Excerpts from point annotation data:
§
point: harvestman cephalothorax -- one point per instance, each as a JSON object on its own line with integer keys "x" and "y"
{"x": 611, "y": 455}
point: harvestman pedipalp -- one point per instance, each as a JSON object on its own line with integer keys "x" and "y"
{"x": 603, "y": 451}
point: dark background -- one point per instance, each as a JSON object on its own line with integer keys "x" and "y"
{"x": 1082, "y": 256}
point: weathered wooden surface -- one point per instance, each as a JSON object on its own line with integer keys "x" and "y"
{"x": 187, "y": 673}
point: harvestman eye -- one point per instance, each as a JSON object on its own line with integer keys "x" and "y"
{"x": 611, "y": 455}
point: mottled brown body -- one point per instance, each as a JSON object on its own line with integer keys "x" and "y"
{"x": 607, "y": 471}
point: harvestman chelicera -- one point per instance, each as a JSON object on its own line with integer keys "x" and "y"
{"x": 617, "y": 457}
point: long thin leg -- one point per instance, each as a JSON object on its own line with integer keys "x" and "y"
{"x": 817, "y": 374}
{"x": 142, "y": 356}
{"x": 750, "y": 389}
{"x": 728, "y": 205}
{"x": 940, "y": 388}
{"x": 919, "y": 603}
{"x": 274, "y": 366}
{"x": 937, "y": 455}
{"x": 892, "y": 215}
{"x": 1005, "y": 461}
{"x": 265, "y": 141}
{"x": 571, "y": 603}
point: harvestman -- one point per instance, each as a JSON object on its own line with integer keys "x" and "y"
§
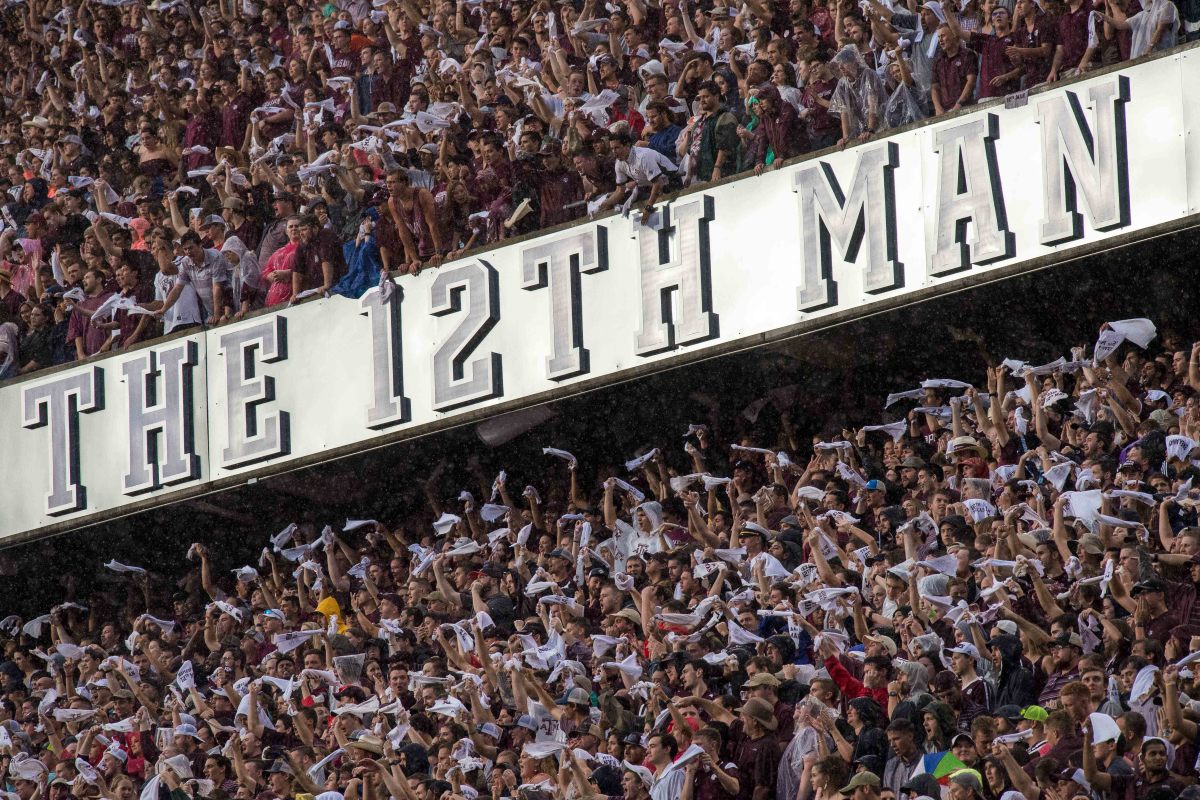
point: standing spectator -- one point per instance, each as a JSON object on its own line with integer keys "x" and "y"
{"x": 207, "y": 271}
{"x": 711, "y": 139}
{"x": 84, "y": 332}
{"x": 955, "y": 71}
§
From the material above, pull out every line containing the string "instance". Copy each of those lines in full.

### Response below
point: harvestman cephalothorax -- one point per instance, each as a JSON object on its own line with integer keys "x" and "y"
point: harvestman pedipalp -- one point per instance, each as a JSON object on its own line with integer keys "x" and "y"
point: dark background -- one point per instance, each as a JSON object on its own line with integer keys "x" and "y"
point: weathered wooden surface -- one point per instance, each as a JSON object on its own line with integer keys "x" and "y"
point: harvestman eye -- one point per instance, each as a JSON object on its own line with integer keys "x" and "y"
point: mottled brown body -- one point per instance, each as a JSON object on its own line with integer keys "x" and "y"
point: harvestman chelicera -- one point per instance, each as a JSON object on its own line with integer keys "x" and "y"
point: long thin leg -- one point per instance, each as a JSON object on its own line with integer keys "x" and "y"
point: harvestman -- one point per instance, each as a JSON object on its own line with integer keys "x" and "y"
point: standing spectator -- one point per instance, each as a JSON object on its own line with integer keys "x" and "y"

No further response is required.